* **TASK TO CARRY OUT**:
Look through the entries below and copy exactly the part that begins with the line containing "Would you mind pointing out the ocean" and ends with the line containing "Would you mind pointing out the red". Do not copy the pictures.

* **SUPPLIED RECORDS**:
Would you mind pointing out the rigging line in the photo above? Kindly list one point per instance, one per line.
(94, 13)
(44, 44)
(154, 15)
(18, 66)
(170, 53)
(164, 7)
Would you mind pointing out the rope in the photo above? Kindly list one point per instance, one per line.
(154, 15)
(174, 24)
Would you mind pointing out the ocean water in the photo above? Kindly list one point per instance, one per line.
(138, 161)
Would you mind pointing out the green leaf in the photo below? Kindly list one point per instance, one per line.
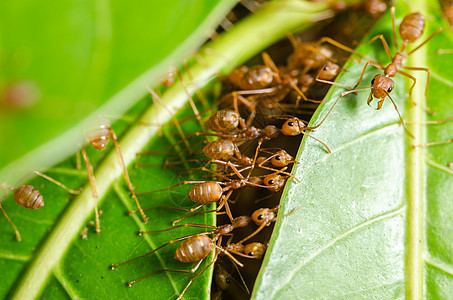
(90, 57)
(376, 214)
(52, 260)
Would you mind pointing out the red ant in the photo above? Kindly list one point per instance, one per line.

==

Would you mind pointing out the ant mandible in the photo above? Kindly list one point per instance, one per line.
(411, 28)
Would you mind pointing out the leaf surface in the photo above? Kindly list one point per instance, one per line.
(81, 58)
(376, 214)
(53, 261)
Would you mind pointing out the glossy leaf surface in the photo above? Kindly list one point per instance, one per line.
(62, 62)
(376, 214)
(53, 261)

* **TASK RESPONSE**:
Would you mind pointing out the ocean water in the photo above? Kindly list one point per instance, one per line.
(138, 161)
Would you mind pointing out the green leaf in the photo below? Kindly list one point per instance, one per line.
(90, 57)
(376, 214)
(52, 260)
Would you mind pointing out the red ant in the photo above? Kindly list one point per instance, one per line.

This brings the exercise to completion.